Yo mismo, que la traté y la admiré sin reticencias, la retraté, sin hipérboles, en mi libro Coronda en ocre y azul, de la siguiente manera: Olga nunca perdió su empaque. Alta, delgada, lúcida. La conocí personalmente cuando el magisterio le rindió homenaje en Rosario, en diciembre de 1955. Confieso que (en esa oportunidad) me asaltó una ráfaga de orgullo al saber que había pateado arenales como yo, saboreado naranjas, cortando azahares, tal vez para regalar. Nadie recordaba su paso por Coronda (cuando fui estudiante, allí, en los 40) ni yo mismo supe entonces que aquella innovadora había pasado por allí. Sin embargo los maestros repetían sus experiencias, aplicaban su razonar y la citaban como si fuera una personalidad extraña y lejana. Era considerada la gran ideóloga de un método liberador del potencial humano creador (...) Olga Cossettini no era anarquista pero merecía serlo por su iconoclasia, su irrespeto por los anacronismos, su amor a la libertad. (...) Estoy seguro que José Ferrer Guardia, educador libertario español, la habría considerado su discípula. Olga era profundamente libertaria como él, tal vez sin saberlo.

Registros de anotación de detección
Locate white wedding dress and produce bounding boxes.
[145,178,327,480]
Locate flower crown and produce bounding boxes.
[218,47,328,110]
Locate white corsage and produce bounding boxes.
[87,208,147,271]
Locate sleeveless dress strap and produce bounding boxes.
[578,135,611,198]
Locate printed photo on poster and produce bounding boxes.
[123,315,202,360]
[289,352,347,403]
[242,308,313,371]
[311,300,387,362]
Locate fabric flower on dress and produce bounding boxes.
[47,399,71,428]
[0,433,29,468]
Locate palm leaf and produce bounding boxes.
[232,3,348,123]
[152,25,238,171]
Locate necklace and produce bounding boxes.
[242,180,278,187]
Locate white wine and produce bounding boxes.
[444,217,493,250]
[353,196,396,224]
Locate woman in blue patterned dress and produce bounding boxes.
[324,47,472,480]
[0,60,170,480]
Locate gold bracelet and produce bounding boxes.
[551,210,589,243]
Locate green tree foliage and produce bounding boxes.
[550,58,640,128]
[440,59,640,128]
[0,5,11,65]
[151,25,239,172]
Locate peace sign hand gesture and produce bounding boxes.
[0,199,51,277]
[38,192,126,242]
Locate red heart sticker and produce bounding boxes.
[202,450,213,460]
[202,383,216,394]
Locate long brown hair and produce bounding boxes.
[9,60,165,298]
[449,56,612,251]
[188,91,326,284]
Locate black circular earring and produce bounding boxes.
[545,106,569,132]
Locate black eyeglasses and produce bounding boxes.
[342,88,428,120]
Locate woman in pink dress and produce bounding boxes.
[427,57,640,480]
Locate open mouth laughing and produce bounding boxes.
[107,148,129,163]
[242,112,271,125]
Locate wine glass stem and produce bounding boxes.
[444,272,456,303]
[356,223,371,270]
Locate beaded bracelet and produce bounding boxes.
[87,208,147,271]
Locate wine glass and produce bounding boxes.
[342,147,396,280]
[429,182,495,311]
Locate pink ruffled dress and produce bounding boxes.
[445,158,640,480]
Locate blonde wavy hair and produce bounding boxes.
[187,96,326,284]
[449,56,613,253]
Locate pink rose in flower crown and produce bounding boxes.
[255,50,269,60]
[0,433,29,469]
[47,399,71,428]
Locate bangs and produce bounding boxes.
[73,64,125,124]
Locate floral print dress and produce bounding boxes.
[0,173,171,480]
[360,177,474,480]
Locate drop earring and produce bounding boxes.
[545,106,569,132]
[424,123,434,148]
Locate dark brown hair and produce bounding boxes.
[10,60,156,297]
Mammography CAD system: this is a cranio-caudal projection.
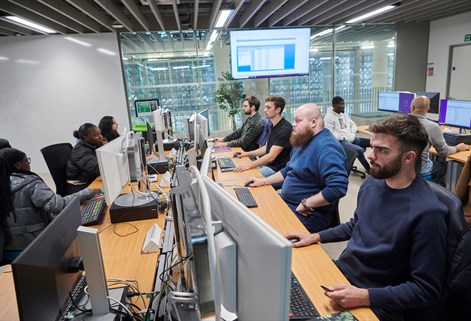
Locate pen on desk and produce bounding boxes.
[321,285,333,292]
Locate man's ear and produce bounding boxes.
[404,150,417,165]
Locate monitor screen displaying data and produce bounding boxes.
[438,99,471,128]
[417,92,440,114]
[230,28,311,79]
[378,91,415,114]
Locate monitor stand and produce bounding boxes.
[147,130,168,174]
[72,286,128,321]
[110,192,159,223]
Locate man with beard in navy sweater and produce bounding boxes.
[245,104,348,232]
[285,114,448,321]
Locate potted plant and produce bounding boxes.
[216,71,245,131]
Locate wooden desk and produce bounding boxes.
[214,148,378,321]
[0,178,165,321]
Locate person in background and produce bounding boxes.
[214,96,263,151]
[0,148,99,264]
[98,116,119,142]
[410,96,469,185]
[67,123,106,194]
[285,114,448,321]
[245,104,348,232]
[0,138,11,150]
[234,96,293,177]
[324,96,370,172]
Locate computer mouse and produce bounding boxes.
[288,237,299,243]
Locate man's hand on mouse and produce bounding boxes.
[234,164,252,172]
[244,177,265,187]
[285,232,321,247]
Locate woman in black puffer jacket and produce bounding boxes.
[0,148,99,264]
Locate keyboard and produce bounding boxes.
[217,157,235,172]
[57,274,87,321]
[289,273,320,321]
[81,198,106,226]
[234,187,258,207]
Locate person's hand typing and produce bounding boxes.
[244,177,265,187]
[284,232,320,247]
[234,165,252,172]
[324,284,370,309]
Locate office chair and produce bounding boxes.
[329,145,366,227]
[405,182,471,321]
[41,143,72,196]
[455,157,471,227]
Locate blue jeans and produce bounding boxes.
[340,137,370,171]
[258,165,283,189]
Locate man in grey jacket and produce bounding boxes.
[410,96,469,184]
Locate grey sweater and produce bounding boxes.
[411,114,457,175]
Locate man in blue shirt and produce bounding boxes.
[285,114,448,321]
[246,104,348,232]
[234,96,293,177]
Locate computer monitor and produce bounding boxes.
[203,177,292,321]
[96,132,134,205]
[199,141,213,177]
[12,198,82,320]
[417,91,440,114]
[378,91,415,114]
[438,99,471,129]
[164,109,173,139]
[196,108,211,139]
[134,98,160,117]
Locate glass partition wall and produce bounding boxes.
[119,24,396,136]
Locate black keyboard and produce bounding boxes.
[289,273,320,320]
[217,157,235,172]
[57,274,87,320]
[81,198,106,226]
[234,187,258,207]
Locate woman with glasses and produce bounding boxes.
[0,148,100,264]
[98,116,119,142]
[66,123,106,194]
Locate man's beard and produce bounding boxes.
[289,130,313,147]
[370,155,402,179]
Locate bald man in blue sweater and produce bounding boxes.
[246,104,348,232]
[285,114,448,321]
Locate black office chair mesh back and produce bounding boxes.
[41,143,72,196]
[428,182,471,321]
[329,145,358,227]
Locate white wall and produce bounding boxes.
[394,22,430,92]
[426,12,471,98]
[0,33,129,173]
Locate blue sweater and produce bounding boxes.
[280,128,348,228]
[320,177,448,310]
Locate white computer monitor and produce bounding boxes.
[200,146,212,177]
[96,132,134,206]
[195,109,209,140]
[198,176,292,321]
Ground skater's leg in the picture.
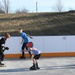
[0,50,4,65]
[36,62,40,69]
[26,44,32,58]
[20,43,25,59]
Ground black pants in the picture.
[22,42,31,57]
[0,50,4,61]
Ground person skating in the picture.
[0,33,10,65]
[22,42,41,70]
[19,28,33,59]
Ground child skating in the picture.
[23,42,41,70]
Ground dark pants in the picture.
[22,42,31,57]
[33,54,41,59]
[0,50,4,61]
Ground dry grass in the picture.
[0,12,75,36]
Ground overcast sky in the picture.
[0,0,75,12]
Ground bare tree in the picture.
[2,0,10,13]
[53,0,64,12]
[0,2,5,13]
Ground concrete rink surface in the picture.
[0,57,75,75]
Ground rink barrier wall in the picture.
[5,52,75,58]
[0,35,75,58]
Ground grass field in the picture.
[0,12,75,36]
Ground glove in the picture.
[5,47,9,50]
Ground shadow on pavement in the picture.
[0,64,75,73]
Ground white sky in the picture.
[0,0,75,12]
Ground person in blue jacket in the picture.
[26,42,41,70]
[0,33,10,65]
[19,28,32,59]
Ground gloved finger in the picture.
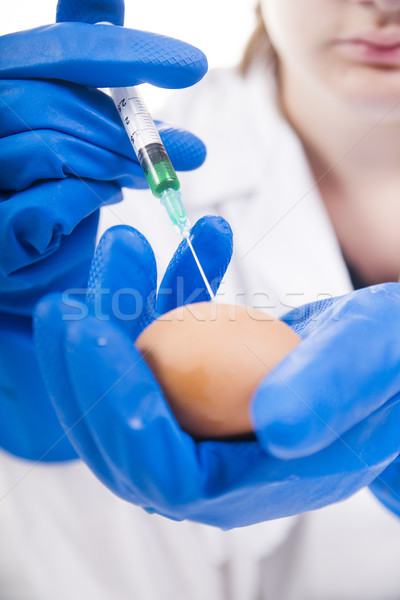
[157,216,232,314]
[87,225,157,339]
[369,457,400,517]
[0,130,147,191]
[0,129,205,191]
[63,318,203,510]
[186,398,400,527]
[57,0,125,25]
[0,23,207,88]
[251,284,400,459]
[33,294,138,496]
[0,177,121,276]
[0,313,77,462]
[0,210,99,317]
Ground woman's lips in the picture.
[336,31,400,67]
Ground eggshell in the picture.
[136,302,300,438]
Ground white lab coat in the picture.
[0,65,400,600]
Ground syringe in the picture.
[110,87,215,300]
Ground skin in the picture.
[262,0,400,284]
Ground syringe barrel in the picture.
[110,87,180,198]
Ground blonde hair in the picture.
[238,4,277,75]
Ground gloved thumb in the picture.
[56,0,125,25]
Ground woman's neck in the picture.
[280,64,400,284]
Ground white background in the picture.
[0,0,256,110]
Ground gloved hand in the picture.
[0,0,207,316]
[369,456,400,517]
[0,0,207,460]
[35,219,400,528]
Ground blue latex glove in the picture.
[35,223,400,528]
[0,1,207,316]
[0,0,207,460]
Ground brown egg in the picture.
[136,302,300,438]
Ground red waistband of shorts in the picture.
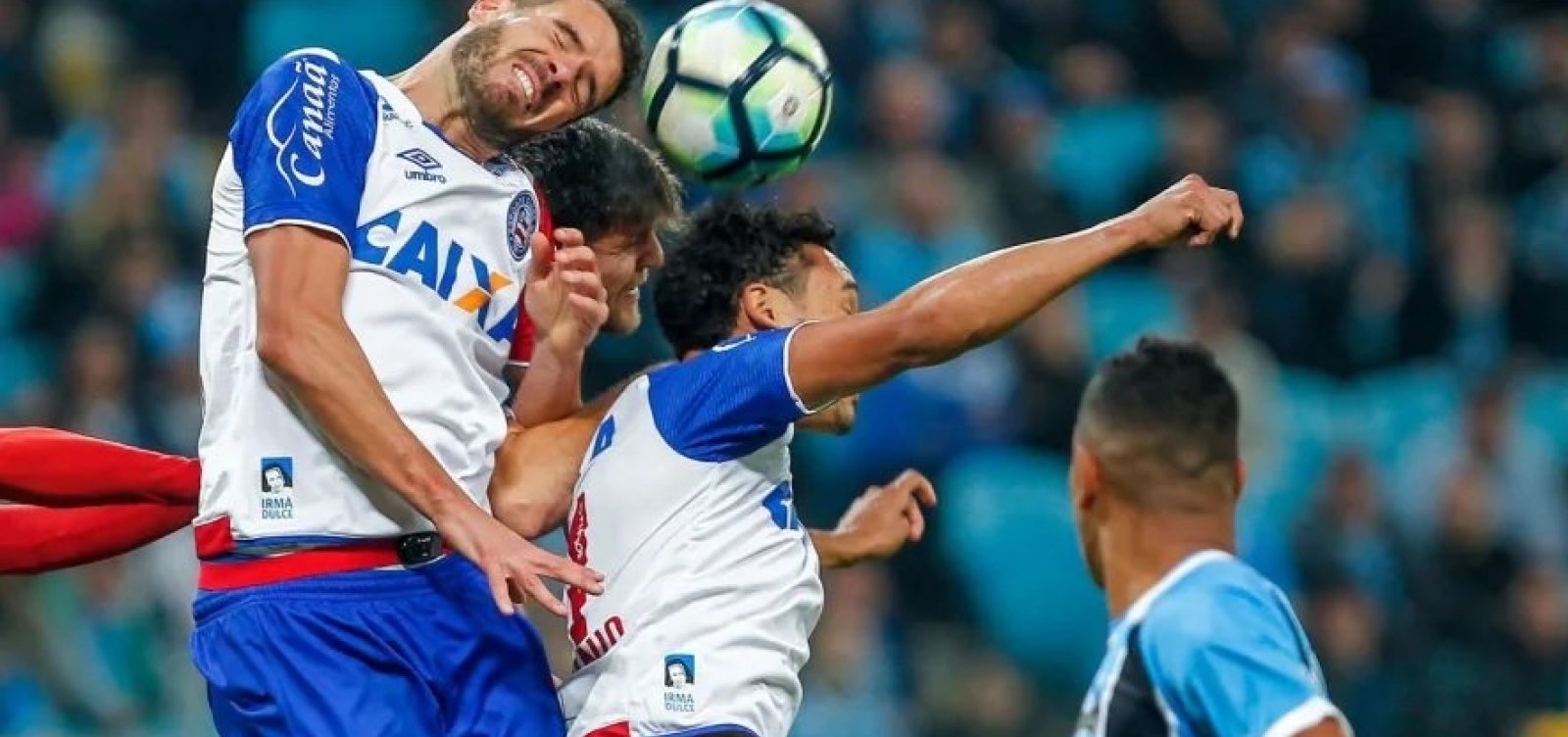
[196,538,452,591]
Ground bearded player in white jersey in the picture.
[191,0,643,735]
[494,175,1242,737]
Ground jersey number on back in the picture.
[762,481,800,530]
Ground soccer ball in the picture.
[643,0,833,186]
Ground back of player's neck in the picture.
[1105,516,1236,617]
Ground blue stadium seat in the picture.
[1513,370,1568,461]
[0,337,45,414]
[0,254,37,332]
[938,449,1107,688]
[1079,270,1184,363]
[1343,366,1464,473]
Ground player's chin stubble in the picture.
[452,21,527,149]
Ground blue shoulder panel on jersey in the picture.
[229,49,379,245]
[648,327,806,461]
[1140,560,1335,737]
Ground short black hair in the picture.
[513,0,648,110]
[1077,337,1241,508]
[654,198,837,358]
[510,118,680,243]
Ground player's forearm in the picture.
[884,217,1147,367]
[0,428,201,508]
[808,530,867,567]
[257,316,473,520]
[489,371,633,539]
[0,500,196,575]
[512,342,583,428]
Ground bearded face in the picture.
[452,0,622,149]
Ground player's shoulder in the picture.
[648,327,805,461]
[262,45,358,75]
[1140,551,1284,643]
[257,45,379,107]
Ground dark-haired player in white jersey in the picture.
[1071,339,1350,737]
[496,177,1242,737]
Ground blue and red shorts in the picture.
[191,555,566,737]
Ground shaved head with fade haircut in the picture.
[1071,337,1244,582]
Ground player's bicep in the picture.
[229,49,378,246]
[789,308,911,408]
[245,225,348,343]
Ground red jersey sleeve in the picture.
[507,186,555,366]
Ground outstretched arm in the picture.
[0,502,196,575]
[810,468,936,567]
[0,428,201,508]
[489,374,653,539]
[789,175,1242,406]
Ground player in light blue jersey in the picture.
[1071,339,1351,737]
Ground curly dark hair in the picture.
[1079,335,1241,507]
[512,0,648,110]
[510,118,680,243]
[654,198,837,356]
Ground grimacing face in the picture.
[794,245,860,434]
[452,0,624,147]
[588,225,664,335]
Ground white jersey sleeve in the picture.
[229,49,378,246]
[560,327,821,737]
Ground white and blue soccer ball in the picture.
[643,0,833,186]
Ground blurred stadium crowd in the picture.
[0,0,1568,737]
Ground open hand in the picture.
[833,468,936,563]
[522,227,610,355]
[436,505,604,616]
[1131,174,1247,246]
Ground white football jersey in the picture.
[562,329,821,737]
[198,49,539,557]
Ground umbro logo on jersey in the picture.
[713,332,758,353]
[397,149,447,183]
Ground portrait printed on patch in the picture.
[262,458,293,494]
[664,656,696,692]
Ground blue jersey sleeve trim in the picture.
[1262,696,1354,737]
[229,49,379,246]
[784,319,837,416]
[648,326,808,463]
[243,217,353,249]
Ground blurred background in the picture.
[0,0,1568,737]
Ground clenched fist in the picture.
[522,227,610,355]
[1129,174,1245,246]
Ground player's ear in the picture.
[1068,442,1101,517]
[468,0,512,24]
[740,282,789,331]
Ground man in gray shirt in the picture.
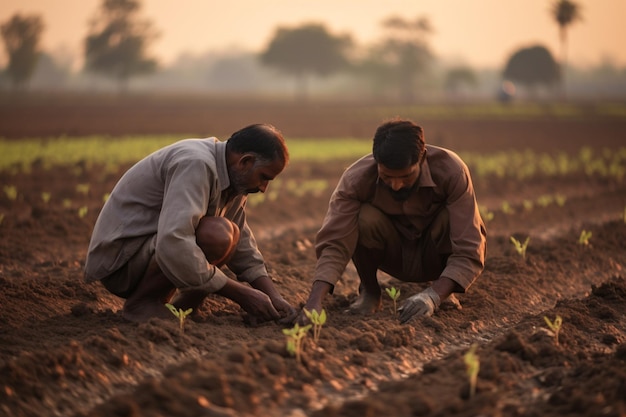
[297,119,487,323]
[85,124,294,322]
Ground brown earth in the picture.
[0,94,626,417]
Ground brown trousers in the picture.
[355,204,452,282]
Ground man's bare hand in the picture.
[398,288,441,323]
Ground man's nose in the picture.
[391,180,404,191]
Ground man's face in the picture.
[228,154,285,194]
[378,162,422,201]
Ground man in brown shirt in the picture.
[298,119,486,323]
[85,124,294,321]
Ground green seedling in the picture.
[463,344,480,398]
[578,230,592,246]
[302,308,326,343]
[385,287,400,315]
[165,303,193,333]
[543,315,563,346]
[78,206,89,219]
[2,185,17,201]
[502,201,515,214]
[76,184,89,196]
[554,194,567,207]
[511,236,530,258]
[283,323,312,362]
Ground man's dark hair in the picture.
[226,123,289,165]
[372,119,426,169]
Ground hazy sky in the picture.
[0,0,626,67]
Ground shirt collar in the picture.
[417,155,437,187]
[215,139,230,191]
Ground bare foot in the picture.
[122,301,174,323]
[346,291,383,314]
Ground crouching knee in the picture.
[196,216,239,266]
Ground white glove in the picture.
[398,288,441,323]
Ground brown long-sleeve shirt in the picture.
[314,145,487,291]
[85,138,267,292]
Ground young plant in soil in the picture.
[578,230,593,246]
[165,303,193,333]
[385,287,400,316]
[463,344,480,398]
[283,323,312,362]
[303,308,326,344]
[543,315,563,346]
[511,236,530,258]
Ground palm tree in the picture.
[552,0,582,93]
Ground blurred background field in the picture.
[0,0,626,110]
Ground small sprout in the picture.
[554,194,567,207]
[78,206,89,219]
[2,185,17,201]
[511,236,530,258]
[502,201,515,214]
[302,308,326,343]
[578,230,592,246]
[165,303,193,333]
[543,315,563,346]
[463,343,480,398]
[283,323,312,362]
[76,184,89,196]
[385,287,400,315]
[522,200,535,211]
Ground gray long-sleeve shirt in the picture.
[85,138,267,292]
[314,145,487,290]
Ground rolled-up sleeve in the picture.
[226,200,268,283]
[314,171,361,285]
[441,164,487,291]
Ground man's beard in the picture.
[228,169,261,195]
[389,187,413,201]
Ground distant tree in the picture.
[503,45,560,95]
[360,17,433,102]
[31,52,70,90]
[444,66,478,94]
[85,0,158,90]
[0,14,44,88]
[260,23,352,98]
[552,0,582,93]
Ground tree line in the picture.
[0,0,582,102]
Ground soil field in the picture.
[0,95,626,417]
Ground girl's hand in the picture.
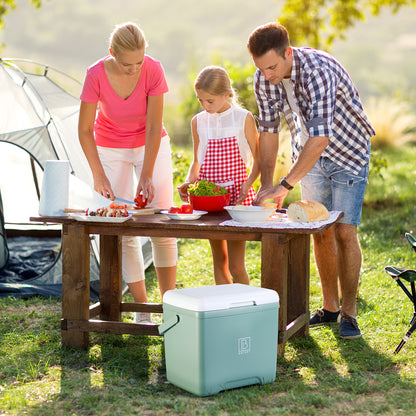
[177,182,191,202]
[136,176,155,204]
[236,182,250,205]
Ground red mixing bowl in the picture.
[189,193,230,212]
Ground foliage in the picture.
[277,0,416,50]
[0,0,42,27]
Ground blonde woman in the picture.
[178,66,260,284]
[78,22,177,320]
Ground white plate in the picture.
[160,209,208,221]
[71,214,132,223]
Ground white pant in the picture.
[97,136,178,283]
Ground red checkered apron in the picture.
[197,109,256,205]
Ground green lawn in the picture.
[0,147,416,416]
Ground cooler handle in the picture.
[158,315,179,335]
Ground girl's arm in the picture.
[236,113,260,204]
[178,116,200,202]
[140,94,163,203]
[78,101,115,200]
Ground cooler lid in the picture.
[163,283,279,312]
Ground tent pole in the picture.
[30,156,40,201]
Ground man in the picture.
[247,22,375,339]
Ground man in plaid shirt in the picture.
[247,22,375,339]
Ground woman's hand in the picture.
[177,182,192,202]
[94,173,115,201]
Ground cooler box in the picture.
[159,284,279,396]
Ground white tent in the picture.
[0,59,152,297]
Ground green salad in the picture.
[188,180,228,196]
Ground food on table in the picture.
[287,201,329,222]
[188,180,228,196]
[134,194,147,209]
[180,204,194,214]
[85,202,129,217]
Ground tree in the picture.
[277,0,416,50]
[0,0,42,27]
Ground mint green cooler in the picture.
[159,284,279,396]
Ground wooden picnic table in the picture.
[31,211,343,355]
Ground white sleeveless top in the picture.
[196,105,252,165]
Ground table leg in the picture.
[62,223,90,349]
[100,235,122,321]
[261,233,310,356]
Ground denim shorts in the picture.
[301,157,369,225]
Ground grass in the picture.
[0,147,416,416]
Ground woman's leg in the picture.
[98,147,147,302]
[227,240,250,285]
[209,240,232,285]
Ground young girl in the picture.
[178,66,260,285]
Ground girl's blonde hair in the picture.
[194,65,238,104]
[109,22,147,55]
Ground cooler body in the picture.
[161,285,279,396]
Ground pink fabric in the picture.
[81,55,168,148]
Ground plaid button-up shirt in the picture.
[254,47,375,174]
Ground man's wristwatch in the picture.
[279,176,293,191]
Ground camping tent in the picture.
[0,59,152,299]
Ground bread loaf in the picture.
[287,201,329,222]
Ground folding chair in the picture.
[384,233,416,354]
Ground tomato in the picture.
[134,194,147,209]
[180,204,194,214]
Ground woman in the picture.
[78,22,177,321]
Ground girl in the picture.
[178,66,260,285]
[78,22,177,321]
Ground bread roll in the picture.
[287,201,329,222]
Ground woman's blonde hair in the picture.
[109,22,147,55]
[194,65,238,104]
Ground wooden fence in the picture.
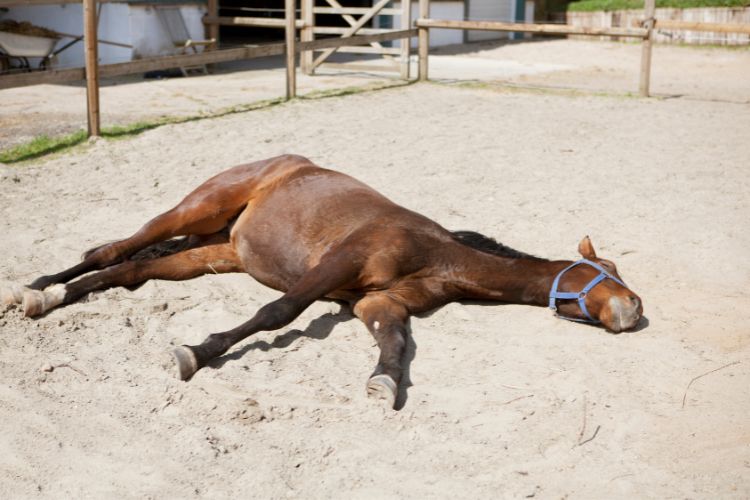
[0,0,750,136]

[POR HACER]
Indique si cada una de las siguientes afirmaciones concuerda con el artículo sobre Olga Cossettini y respalde cada respuesta (sí o no) con la cita literal del artículo que lo decide. 1. Quien escribe conoció personalmente a Olga en Rosario en diciembre de 1955. 2. Según el artículo, Olga Cossettini era anarquista. 3. Cuando quien escribe estudiaba en Coronda, sabía que Olga había pasado por allí.

[RESPUESTA]
1. Sí: «La conocí personalmente cuando el magisterio le rindió homenaje en Rosario, en diciembre de 1955.»
2. No: «Olga Cossettini no era anarquista pero merecía serlo por su iconoclasia, su irrespeto por los anacronismos, su amor a la libertad.»
3. No: «ni yo mismo supe entonces que aquella innovadora había pasado por allí.»